# Passage extrait:
#####

Par exemple, à la demande de la commission des finances du Sénat, la Cour des comptes a mené une enquête sur le premier plan de transformation numérique du ministère de la justice, dont les conclusions ont été rendues voici deux ans. Que disent-elles ? « Malgré le rapport précurseur sur les « chantiers de la justice », (…) le PTN s’est révélé n’être ni un plan stratégique de transformation du ministère, ni un schéma directeur des systèmes d’information, ni le support d’une réforme organisationnelle pour la restructuration du ministère (…). Il constitue plutôt un catalogue de projets visant à remettre à niveau un ensemble de systèmes d’information vieillissant et incomplet, c’est-à-dire essentiellement un plan de rattrapage. » Si je me satisfais du rattrapage qu’a permis d’opérer ce plan, l’objectif de transformation n’est pas atteint. C’est d’ailleurs la raison pour laquelle vous avez été amené à mettre en place un second plan de transformation numérique, ce qui est assez inédit.

#####

# Entrées répertoriées:
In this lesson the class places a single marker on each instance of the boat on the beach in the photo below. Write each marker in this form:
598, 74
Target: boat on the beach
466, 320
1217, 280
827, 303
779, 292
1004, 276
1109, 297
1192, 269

#####

# Travail à faire:
(a) Répondez aux questions suivantes à partir du passage sur le plan de transformation numérique de la justice :
(i) À la demande de quelle commission la Cour des comptes a-t-elle mené son enquête ?
(ii) Selon la Cour des comptes, que constitue plutôt le PTN ?
(iii) Qu'est-ce que le ministère a été amené à mettre en place, d'après l'orateur ?
(b) Donnez la suite du passage sur le plan de transformation numérique de la justice.

# Corrigé des exercices:
(a)
(i) La commission des finances du Sénat.
(ii) Un catalogue de projets visant à remettre à niveau un ensemble de systèmes d'information vieillissant et incomplet, c'est-à-dire essentiellement un plan de rattrapage.
(iii) Un second plan de transformation numérique.

(b)
Il est intéressant de comprendre pourquoi l’objectif initial a été à ce point manqué. La Cour des comptes est très claire à ce sujet. Ce qui fait défaut à la transformation numérique du ministère tient essentiellement en trois points : une absence de vision, un pilotage défaillant et des ressources humaines inadaptées à la tâche requise. Le pilotage défaillant, en particulier, a des conséquences négatives pour les projets, au premier rang desquelles les retards conséquents qu’ils accusent. Les cas de Cassiopée et de Portalis sont à cet égard particulièrement éloquents. Or ce retard des projets, outre l’explosion des coûts qu’il engendre, entraîne en retour des difficultés de pilotage : d’une certaine manière, c’est le serpent qui se mord la queue.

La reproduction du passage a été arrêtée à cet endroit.